◆ **SOURCE**

#####

The news that Ben & Jerry’s ice cream will stop sending email to their 1.3m customers is, frankly, remarkable.
What were they thinking? Are they nuts?
Their plan, announced in an email to their subscribers last week, said that they will be discontinuing email - in favour of social media. While there has been some idle speculation about whether social media will replace email, this is frankly nonsense. They are complementary channels, and understanding how to use the two together in a mutually supportive way is the key.
There are three fundamental problems with Ben and Jerry’s decision:
1. Customers choose the channels, not brands
Ben and Jerry’s subscribers opted in to their email program. They chose email as their preferred method of communication to receive news and promotions about the brand. We know from multiple studies that the number one reason for ‘friending a brand’ is to receive special deals and promotions. The same holds true for email.
ExactTarget recently published some interesting new research titled Subscribers, Fans and Followers on how consumers choose to interact with brands. When looking for promotions:
“76% of consumers will initially seek deals and promotions on a brand’s website, and from there, 62% will sign up to receive email, while 54% will use a search engine. 17% of consumers will also include Facebook as part of their quest for ongoing deals, and 3% will search for deals on Twitter.”
Cutting off their fans from their chosen communication channel is only part of the story: customers expect to be able to subscribe to email communications.
2. Social media isn’t a replacement for email
 
Ben and Jerry’s may have more than 1.3m Facebook fans, but it doesn’t mean that there’s no role for email in their marketing mix.

#####

◆ **PROMPT 1**
In the article about Ben & Jerry's dropping email, what is named as the number one reason for "friending a brand"?
◆ **PROMPT 2**
Decide whether each statement agrees with the article about Ben & Jerry's dropping email, and quote the words that settle it: (a) Ben & Jerry's announced its plan in a Facebook post. (b) 3% of consumers will search for deals on Twitter. (c) The writer sees email and social media as complementary.
◆ **PROMPT 3**
Pick up the article about Ben & Jerry's dropping email right after its last sentence and keep writing.
These lines are separate material and have nothing to do with the article.

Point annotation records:
#####

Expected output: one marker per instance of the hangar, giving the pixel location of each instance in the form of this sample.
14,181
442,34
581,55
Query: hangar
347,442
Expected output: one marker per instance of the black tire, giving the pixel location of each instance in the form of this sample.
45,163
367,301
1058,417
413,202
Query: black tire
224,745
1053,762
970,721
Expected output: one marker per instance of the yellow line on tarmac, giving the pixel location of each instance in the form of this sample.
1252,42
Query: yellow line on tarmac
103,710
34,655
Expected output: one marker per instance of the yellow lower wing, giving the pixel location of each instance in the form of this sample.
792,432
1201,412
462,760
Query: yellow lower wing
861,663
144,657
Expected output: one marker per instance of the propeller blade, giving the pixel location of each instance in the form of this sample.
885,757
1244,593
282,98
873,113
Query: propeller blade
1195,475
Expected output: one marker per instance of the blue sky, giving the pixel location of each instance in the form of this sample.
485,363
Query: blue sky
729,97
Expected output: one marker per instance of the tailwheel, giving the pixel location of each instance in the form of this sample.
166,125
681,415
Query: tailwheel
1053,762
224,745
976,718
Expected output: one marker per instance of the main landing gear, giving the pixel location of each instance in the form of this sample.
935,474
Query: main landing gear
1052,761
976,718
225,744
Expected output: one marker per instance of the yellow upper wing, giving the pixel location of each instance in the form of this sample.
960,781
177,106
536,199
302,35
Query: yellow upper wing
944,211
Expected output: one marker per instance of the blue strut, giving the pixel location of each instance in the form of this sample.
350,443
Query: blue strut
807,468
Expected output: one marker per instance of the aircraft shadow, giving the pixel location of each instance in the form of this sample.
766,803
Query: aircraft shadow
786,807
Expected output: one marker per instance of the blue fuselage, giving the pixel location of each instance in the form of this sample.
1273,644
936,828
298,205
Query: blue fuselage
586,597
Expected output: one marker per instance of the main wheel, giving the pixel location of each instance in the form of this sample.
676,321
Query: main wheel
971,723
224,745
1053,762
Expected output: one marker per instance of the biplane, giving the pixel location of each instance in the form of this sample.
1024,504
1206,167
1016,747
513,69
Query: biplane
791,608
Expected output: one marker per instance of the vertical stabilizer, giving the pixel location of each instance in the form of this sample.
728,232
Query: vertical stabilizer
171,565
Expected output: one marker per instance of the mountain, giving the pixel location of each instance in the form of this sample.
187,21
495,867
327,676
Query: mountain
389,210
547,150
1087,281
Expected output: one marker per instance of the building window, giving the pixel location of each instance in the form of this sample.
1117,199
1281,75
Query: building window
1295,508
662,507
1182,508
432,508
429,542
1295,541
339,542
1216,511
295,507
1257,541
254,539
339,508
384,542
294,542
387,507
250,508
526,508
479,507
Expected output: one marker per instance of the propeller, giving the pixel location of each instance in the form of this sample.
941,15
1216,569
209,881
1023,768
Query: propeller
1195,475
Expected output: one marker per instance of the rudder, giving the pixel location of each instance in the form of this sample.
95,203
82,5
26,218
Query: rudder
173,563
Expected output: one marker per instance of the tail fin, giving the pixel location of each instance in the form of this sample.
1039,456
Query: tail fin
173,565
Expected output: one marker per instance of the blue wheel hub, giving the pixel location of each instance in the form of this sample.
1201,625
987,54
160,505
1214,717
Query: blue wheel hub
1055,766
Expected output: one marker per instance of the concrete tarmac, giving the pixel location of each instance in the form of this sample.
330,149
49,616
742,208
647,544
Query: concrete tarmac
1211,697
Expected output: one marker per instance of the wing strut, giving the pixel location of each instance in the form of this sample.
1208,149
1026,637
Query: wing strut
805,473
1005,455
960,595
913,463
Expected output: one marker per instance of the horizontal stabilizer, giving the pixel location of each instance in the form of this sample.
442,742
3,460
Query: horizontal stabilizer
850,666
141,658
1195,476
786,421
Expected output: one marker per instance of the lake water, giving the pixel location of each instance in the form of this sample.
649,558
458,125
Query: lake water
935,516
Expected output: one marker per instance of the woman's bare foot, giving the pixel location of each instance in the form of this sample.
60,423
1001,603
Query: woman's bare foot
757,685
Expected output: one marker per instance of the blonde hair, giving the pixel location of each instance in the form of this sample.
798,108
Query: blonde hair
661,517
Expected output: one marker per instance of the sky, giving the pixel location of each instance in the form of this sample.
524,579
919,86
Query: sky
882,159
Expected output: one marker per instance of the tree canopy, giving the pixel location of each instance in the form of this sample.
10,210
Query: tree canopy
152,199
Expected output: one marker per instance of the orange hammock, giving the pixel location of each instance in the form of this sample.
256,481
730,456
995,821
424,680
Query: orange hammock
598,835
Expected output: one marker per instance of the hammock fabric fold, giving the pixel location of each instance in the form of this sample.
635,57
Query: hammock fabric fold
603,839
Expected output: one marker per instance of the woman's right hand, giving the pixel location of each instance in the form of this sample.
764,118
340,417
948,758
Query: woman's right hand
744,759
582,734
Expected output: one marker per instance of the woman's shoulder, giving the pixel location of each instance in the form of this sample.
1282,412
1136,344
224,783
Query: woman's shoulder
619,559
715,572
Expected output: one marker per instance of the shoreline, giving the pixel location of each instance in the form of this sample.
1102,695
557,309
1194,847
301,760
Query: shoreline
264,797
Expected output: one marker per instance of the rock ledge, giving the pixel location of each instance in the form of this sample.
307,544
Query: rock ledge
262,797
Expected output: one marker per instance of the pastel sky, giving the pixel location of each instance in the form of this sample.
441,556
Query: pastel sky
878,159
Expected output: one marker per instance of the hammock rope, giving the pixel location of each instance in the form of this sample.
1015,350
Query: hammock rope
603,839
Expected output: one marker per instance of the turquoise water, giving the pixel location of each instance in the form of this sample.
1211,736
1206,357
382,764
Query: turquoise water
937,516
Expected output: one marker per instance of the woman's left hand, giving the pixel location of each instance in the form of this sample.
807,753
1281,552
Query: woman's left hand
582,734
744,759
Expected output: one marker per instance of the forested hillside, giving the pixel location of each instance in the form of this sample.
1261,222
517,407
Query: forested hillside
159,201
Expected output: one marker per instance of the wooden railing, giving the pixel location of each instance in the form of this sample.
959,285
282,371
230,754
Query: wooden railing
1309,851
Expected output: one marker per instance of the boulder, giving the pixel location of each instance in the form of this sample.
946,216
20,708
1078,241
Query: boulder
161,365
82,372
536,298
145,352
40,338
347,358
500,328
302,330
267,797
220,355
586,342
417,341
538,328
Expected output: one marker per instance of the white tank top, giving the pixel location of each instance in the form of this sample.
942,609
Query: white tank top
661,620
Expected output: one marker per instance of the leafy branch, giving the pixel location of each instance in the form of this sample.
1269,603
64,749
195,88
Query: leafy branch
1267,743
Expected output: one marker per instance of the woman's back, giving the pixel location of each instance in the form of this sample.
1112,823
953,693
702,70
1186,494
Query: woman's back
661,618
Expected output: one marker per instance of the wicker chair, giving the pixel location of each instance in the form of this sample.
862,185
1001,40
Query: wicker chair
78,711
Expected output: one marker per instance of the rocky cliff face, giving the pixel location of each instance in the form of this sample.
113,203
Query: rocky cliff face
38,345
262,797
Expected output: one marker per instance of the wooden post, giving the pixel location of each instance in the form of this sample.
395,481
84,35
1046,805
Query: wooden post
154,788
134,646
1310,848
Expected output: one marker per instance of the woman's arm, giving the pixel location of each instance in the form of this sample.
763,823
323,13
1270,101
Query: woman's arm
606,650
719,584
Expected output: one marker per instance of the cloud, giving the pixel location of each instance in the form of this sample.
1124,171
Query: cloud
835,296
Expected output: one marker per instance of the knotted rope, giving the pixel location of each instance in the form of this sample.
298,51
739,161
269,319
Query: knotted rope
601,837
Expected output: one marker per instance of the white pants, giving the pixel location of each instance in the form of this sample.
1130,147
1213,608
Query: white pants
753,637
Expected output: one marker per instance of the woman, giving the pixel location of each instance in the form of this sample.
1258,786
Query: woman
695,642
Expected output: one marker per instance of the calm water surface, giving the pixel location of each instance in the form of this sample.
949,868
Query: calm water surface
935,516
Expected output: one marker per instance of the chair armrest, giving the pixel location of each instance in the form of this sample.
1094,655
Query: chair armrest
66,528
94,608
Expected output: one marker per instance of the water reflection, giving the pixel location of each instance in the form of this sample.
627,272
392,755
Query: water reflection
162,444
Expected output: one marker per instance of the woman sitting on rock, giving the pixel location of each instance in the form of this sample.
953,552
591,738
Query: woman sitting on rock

#####

◆ **EXERCISE RESULT 1**
To receive special deals and promotions.

◆ **EXERCISE RESULT 2**
(a) No: "announced in an email to their subscribers last week"
(b) Yes: "3% will search for deals on Twitter."
(c) Yes: "They are complementary channels"

◆ **EXERCISE RESULT 3**
Email is direct and proactive, and when used well, can be personal and directly relevant. The way many brands use social media is as an impersonal broadcast that relies on fans visiting their Facebook pages. Email reaches out and can reactivate fans’ interest in a brand in a way that a social network can’t. Of course, social networks also engage fans in a way that email can’t. The two are highly complementary, and neither is a replacement for the other.
3. Just because it’s hard to measure doesn’t mean it doesn’t work
 
Unlike ecommerce sites, where email is the number one tool of choice for driving high quality traffic to an ecommerce website, Ben and Jerry’s don’t sell on line - the ice cream would melt. So while the quality of traffic you drive to your website may be directly correlated to your conversion rate on an ecommerce website, a conversion for Ben and Jerry’s is an in-store purchase. While you can certainly measure the use of promotion codes and vouchers in-store, it’s hard to gauge the footfall impact from an email campaign.
While Ben and Jerry’s may have financial motivation for dropping their email newsletter, perhaps they should have been focusing on how to make their newsletter altogether more relevant and tightly integrated with the social media programs, rather than killing it altogether. In time, it is likely that this decision will be reversed—email is too important a channel to ignore.
Charles Nicholls is founder and chief strategy officer at SeeWhy.

Replies (3)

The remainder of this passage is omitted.